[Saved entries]

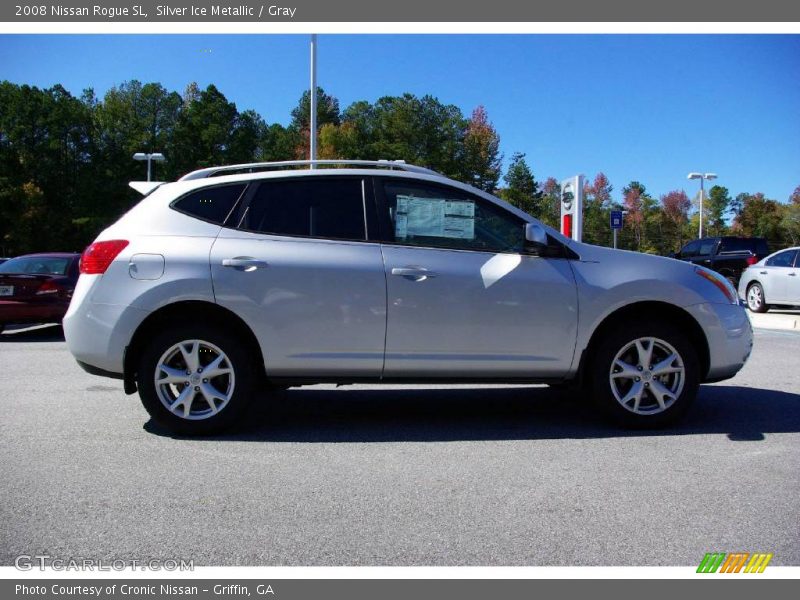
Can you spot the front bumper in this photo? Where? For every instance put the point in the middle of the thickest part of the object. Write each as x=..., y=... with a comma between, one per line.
x=729, y=335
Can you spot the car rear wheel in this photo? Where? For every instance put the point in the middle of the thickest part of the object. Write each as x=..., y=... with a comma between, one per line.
x=755, y=298
x=645, y=376
x=195, y=379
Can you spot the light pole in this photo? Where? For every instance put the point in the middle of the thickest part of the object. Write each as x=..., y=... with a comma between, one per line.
x=155, y=156
x=702, y=177
x=313, y=98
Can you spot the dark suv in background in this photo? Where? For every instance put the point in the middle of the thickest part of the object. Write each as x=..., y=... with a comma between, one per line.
x=727, y=255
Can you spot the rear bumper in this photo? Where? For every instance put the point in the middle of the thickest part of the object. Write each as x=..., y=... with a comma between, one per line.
x=98, y=333
x=34, y=311
x=729, y=335
x=100, y=372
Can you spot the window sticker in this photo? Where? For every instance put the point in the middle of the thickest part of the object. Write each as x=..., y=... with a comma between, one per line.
x=434, y=217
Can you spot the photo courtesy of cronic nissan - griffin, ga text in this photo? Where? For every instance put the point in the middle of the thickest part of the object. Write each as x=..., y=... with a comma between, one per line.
x=267, y=276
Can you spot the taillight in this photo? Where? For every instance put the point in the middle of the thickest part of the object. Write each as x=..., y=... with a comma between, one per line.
x=48, y=287
x=722, y=284
x=98, y=256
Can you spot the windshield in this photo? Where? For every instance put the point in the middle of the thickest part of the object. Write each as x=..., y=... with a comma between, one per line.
x=34, y=265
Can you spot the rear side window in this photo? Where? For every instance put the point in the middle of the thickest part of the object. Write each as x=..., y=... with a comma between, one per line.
x=707, y=247
x=690, y=249
x=212, y=204
x=36, y=265
x=312, y=207
x=754, y=245
x=782, y=259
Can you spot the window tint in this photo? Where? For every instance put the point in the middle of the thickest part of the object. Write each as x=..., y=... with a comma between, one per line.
x=36, y=265
x=316, y=207
x=754, y=245
x=449, y=218
x=212, y=203
x=690, y=249
x=706, y=247
x=782, y=259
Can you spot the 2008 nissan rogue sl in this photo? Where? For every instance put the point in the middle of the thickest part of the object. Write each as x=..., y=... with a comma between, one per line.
x=254, y=275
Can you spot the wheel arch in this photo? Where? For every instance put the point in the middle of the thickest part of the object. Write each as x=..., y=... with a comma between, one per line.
x=207, y=312
x=663, y=311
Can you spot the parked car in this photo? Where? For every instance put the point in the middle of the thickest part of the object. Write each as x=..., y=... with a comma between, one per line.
x=774, y=280
x=37, y=288
x=727, y=255
x=383, y=272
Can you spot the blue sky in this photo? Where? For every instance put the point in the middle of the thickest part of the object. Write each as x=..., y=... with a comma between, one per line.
x=649, y=107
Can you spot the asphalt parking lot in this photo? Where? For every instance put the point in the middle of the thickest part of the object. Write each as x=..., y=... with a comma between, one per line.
x=414, y=475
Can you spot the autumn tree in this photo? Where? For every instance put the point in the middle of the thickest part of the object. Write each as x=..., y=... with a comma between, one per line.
x=550, y=203
x=596, y=207
x=482, y=159
x=521, y=188
x=717, y=206
x=675, y=206
x=758, y=216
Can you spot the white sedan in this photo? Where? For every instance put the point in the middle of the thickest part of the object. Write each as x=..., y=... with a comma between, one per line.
x=773, y=280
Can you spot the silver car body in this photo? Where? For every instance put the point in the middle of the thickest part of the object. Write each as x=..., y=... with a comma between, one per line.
x=780, y=282
x=344, y=310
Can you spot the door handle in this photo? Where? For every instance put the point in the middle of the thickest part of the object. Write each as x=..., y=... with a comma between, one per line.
x=244, y=263
x=413, y=273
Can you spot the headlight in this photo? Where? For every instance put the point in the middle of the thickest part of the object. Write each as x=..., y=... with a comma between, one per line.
x=721, y=282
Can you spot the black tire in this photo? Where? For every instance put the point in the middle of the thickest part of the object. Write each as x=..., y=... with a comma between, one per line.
x=756, y=301
x=236, y=385
x=666, y=339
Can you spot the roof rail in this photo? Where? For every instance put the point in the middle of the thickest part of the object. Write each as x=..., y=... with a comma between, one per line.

[Work instructions]:
Each entry, word for word, belongs in your answer; each picture does not.

[Completed exercise]:
Can you spot the front bumper in this photo? Where? For every instance put the point in the middle of the thickest part of the object. Write each as x=..., y=... with a comma between, one per line.
x=729, y=335
Can you spot the car rear wheel in this photo? Where? For every instance put the point in the middle of the thickest part of the object. Write each as x=..., y=... with a comma between, one per line.
x=755, y=298
x=645, y=376
x=195, y=379
Can you spot the light pole in this photo? Where? For every instance put the point in the middle of the thickest part of the object. Write each as x=..., y=... with a comma between, one per line.
x=155, y=156
x=702, y=177
x=313, y=98
Can you spot the dark suv in background in this photo? Where? For every instance put the point in the middle of the thickest part of the object. Write each as x=..., y=... with a comma between, one per line.
x=727, y=255
Can you spot the rear bumper in this photo? Where? For every instance put the point in the middle of the thickest part of the object. Write each as x=..., y=... with a comma between, one per line.
x=98, y=333
x=34, y=311
x=729, y=335
x=100, y=372
Can you spot the window sticker in this photo? Where? For every instance put the point in the middle of the thickest part of the object. Write each as x=..., y=... with a comma between, one per line.
x=434, y=217
Can you spot the photo courtesy of cronic nissan - griffin, ga text in this photo? Where? For every instance put the point in the middle of the thickest part of the object. Write each as x=..., y=... with a comma between, one per line.
x=267, y=276
Can you spot the taillight in this photo? Where? For every instance put the point in the middle of the thickest part of the object. Write each as x=..., y=... with a comma between, one per line.
x=48, y=287
x=722, y=284
x=98, y=256
Can you spot the windshield in this photo? Where? For every instance put the point in the middle of the thickest part of the object. Write each as x=..., y=... with a comma between, one per line.
x=34, y=265
Can you spot the rear side window in this photo? Where? For every instance put the point in the middle of the thickest part of the object. Write each as x=..., y=... with a comma between, one per line.
x=707, y=247
x=690, y=249
x=212, y=204
x=36, y=265
x=312, y=207
x=754, y=245
x=782, y=259
Can you spot the window tint in this photo? Where? For every instance put the point in the middle of the thickest part of the object. Write each as x=..., y=... with a comma between, one per line.
x=36, y=265
x=316, y=207
x=754, y=245
x=449, y=218
x=212, y=203
x=690, y=249
x=706, y=247
x=782, y=259
Can you spot the 2008 nissan rogue sl in this photo? Where? For every instance put the point in the middle of the thickest part of the object. Write each as x=..., y=... with a comma between, one per line.
x=254, y=275
Can you spot the wheel arch in this photo? Where? For every instance put the point in the middle of the thickest part of the object. Write each as x=..., y=... with a comma between, one per line.
x=207, y=312
x=663, y=311
Can you spot the parked car in this photo? Where? For every instance put the point in the middle of the thickest part of the object. Write each as x=..., y=... with a comma between, one per line.
x=774, y=280
x=37, y=288
x=727, y=255
x=383, y=272
Can you spot the blue sky in this photo? Where? For every instance put the point in the middle of the thickest part of the object. Write each as x=..., y=... with a comma between, one per line.
x=649, y=107
Can you spot the asphalt parking lot in this photo? Where? For every instance put the point in the middle of the thickest part of the object. Write each as x=..., y=... with a comma between, one per line.
x=414, y=475
Can you spot the autumn tree in this photo? Where? For every instance put the point in the middle of the thickest part of the object. Write each as x=..., y=... with a comma between, one per line.
x=550, y=203
x=596, y=207
x=482, y=159
x=521, y=188
x=717, y=206
x=675, y=206
x=758, y=216
Can you spot the white sedan in this photo? Where? For every instance put the point in the middle of the thickest part of the object. Write each as x=..., y=... with a comma between, one per line.
x=773, y=280
Can you spot the silver car body in this photo? Where? For every instance put the point in the middle of the thickest part of the object. Write each as x=..., y=... with a comma between, one per line.
x=780, y=282
x=344, y=310
Can you spot the door handle in this photo? Where? For every instance put the point in the middle of the thickest part of the object. Write each as x=..., y=... with a comma between, one per line.
x=244, y=263
x=413, y=273
Can you spot the headlight in this photo? Where? For every instance put the point in the middle of the thickest part of the object. Write each as x=..., y=... with a comma between, one per line.
x=721, y=282
Can you spot the black tire in this photo? Where? For every instance put the point in the middle of the thickest part of the object. Write each as x=..., y=... with a comma between, one per line.
x=756, y=301
x=236, y=385
x=666, y=339
Can you spot the roof rail in this photo? Where? For every instance put the point in the middle of the thickest part of the object. Write each as x=..., y=... with a comma between, one per line.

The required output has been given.